--- Excerto fornecido ---
•••••

O que tem a ver o lar com a família, quando dizemos que o casamento de alguém constitui um Lar?
Ora, o conceito de família, para mim, é um núcleo da sociedade o mais privado possível, o mais íntimo, onde há regras, onde há Amor que une relações de sangue. A família, de “familus” em latim, significa servidor, escravo, doméstico, é um património ancestral e anterior ao latim. Confunde-se a família também com clã.
Uma criança nasce e precisa da mãe, precisa também do pai onde encontra a sua segurança e perde a angústia de estar só. A família é alimentada pelo vínculo de sangue e do nome, pelo poder do orgulho e da ambição e se revivem sentimentos, alegrias e tristezas, vitórias e fracassos que vêm dos bisavós, dos avós, dos pais... e que se quer transaccionar para o futuro.
A família tem a ver com a casa, o lar e a lareira. O coração material da casa é a lareira. A casa é o espaço da família e a família faz o Lar, a vida dá casa pelo amor quente que aparece e faz desse espaço íntimo, onde se vivem emoções, sentimentos, um núcleo social alimentado pelo amor que lhe dá força e coragem para viver e prestar culto pela saudade aos seus antepassados, como ainda seus protectores e permanentes numa lembrança perene.

•••••

--- Registos fornecidos ---
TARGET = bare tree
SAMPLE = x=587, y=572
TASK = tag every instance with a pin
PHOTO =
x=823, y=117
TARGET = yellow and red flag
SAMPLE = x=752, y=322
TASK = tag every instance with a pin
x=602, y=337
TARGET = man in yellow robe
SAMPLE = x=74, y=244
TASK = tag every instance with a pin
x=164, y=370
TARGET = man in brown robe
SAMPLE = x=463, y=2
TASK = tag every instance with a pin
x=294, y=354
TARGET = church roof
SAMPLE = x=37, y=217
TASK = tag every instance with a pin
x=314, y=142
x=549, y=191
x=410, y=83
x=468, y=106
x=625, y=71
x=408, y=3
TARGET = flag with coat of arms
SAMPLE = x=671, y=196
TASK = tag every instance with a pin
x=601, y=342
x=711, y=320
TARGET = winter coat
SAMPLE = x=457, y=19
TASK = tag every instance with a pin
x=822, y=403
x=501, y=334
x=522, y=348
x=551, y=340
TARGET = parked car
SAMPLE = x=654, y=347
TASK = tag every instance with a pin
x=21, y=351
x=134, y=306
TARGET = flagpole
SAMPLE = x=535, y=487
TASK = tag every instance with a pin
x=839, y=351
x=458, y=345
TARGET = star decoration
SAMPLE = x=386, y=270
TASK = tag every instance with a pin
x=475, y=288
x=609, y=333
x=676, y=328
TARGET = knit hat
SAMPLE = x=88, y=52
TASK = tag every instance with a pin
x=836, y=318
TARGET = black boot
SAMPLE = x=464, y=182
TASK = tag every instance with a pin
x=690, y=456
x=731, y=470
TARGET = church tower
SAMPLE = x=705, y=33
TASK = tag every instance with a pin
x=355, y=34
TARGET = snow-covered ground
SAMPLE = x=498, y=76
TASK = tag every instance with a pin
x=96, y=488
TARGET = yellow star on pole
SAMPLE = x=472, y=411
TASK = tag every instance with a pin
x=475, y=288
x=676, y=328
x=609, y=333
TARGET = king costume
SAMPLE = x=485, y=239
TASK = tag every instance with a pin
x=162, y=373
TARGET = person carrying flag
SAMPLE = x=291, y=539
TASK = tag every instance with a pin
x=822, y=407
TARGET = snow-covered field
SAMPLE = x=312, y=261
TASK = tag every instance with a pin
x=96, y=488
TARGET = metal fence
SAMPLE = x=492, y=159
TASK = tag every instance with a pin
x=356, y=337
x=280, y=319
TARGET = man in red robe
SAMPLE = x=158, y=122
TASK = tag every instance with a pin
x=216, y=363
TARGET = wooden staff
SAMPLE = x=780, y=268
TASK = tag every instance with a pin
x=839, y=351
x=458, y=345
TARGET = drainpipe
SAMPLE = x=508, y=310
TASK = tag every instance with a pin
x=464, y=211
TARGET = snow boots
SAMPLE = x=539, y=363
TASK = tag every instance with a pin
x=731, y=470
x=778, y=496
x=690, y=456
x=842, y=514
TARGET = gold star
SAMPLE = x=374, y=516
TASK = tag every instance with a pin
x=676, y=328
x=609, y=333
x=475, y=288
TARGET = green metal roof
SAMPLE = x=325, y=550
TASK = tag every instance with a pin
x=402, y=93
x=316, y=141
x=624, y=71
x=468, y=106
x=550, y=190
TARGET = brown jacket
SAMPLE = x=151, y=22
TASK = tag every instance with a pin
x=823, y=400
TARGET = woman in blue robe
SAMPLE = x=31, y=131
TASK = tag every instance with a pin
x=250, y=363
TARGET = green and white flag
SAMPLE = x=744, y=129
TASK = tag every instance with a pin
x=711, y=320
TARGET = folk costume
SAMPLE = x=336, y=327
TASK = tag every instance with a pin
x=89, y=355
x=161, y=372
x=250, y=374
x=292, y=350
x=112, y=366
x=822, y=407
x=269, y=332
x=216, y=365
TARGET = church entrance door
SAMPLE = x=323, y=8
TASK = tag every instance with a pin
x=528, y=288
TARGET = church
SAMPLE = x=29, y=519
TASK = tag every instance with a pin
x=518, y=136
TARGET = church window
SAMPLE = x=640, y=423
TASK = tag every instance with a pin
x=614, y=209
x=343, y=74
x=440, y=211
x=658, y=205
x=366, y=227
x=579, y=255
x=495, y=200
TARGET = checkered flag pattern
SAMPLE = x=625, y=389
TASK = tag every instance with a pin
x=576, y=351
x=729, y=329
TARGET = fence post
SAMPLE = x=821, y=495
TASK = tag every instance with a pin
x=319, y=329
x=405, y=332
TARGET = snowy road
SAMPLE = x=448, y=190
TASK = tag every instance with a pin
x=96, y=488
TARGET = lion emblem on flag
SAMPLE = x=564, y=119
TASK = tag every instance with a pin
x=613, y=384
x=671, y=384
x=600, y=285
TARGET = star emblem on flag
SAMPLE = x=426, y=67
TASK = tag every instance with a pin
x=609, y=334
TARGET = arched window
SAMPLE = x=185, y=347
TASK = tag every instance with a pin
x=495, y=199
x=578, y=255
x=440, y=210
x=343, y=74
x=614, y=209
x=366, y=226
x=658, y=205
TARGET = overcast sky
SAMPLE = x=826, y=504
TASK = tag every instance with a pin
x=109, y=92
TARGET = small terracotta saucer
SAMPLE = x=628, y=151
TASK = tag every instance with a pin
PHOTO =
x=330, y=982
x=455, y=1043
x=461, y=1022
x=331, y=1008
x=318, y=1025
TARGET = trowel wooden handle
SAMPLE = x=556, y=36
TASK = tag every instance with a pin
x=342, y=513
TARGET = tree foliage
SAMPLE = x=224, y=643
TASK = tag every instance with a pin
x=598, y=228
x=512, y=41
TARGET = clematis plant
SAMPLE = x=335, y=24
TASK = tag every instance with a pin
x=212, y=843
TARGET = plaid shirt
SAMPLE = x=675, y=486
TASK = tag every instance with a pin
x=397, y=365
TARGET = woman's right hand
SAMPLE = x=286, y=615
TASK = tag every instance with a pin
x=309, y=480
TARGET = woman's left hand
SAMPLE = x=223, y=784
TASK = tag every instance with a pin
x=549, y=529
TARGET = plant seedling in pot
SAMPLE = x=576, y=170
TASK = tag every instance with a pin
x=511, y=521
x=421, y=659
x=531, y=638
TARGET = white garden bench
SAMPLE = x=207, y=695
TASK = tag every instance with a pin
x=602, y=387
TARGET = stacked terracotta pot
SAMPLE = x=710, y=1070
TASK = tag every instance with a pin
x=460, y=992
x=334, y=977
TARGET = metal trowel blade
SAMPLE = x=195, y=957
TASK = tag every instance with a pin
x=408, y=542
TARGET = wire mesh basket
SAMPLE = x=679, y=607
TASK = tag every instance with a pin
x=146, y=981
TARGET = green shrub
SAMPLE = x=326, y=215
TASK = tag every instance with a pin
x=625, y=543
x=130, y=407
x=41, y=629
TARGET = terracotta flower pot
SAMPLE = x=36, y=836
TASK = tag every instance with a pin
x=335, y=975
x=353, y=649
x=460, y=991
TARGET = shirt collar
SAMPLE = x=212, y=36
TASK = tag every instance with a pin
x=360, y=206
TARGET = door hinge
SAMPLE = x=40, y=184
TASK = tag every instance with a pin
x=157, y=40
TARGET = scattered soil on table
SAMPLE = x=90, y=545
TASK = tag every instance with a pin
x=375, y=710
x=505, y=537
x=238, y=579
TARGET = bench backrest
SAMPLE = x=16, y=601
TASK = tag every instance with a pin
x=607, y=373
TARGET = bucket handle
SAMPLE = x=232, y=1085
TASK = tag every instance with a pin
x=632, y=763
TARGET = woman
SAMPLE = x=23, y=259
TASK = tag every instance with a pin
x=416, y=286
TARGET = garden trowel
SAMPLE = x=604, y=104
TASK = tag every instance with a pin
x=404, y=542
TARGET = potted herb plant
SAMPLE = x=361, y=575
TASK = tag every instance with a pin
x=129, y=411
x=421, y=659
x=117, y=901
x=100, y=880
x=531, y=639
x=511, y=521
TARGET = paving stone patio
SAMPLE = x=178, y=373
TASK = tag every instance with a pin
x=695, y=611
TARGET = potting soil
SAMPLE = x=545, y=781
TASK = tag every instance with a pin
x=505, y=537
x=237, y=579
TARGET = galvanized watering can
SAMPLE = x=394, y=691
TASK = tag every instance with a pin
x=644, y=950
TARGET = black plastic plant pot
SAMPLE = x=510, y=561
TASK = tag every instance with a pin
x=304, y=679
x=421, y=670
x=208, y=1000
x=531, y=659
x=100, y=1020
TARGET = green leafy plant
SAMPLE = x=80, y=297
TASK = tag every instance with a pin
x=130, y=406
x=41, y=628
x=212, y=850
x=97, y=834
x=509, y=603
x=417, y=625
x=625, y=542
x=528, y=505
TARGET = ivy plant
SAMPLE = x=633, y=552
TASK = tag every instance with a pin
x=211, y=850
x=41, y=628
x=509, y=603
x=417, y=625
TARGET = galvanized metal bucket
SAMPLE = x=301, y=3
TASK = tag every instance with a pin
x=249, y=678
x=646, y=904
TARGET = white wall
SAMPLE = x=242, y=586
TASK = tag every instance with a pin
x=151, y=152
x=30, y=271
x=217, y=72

•••••

--- As suas tarefas ---
1 - Enumere todos os significados que o excerto sobre a família e o lar atribui à palavra latina "familus".
2 - Filtre os registos e copie cada linha que contenha a palavra "tree", respeitando a distinção entre maiúsculas e minúsculas.

--- Respostas do exercício ---
1 - servidor, escravo, doméstico

2 -
TARGET = bare tree
TARGET = tree foliage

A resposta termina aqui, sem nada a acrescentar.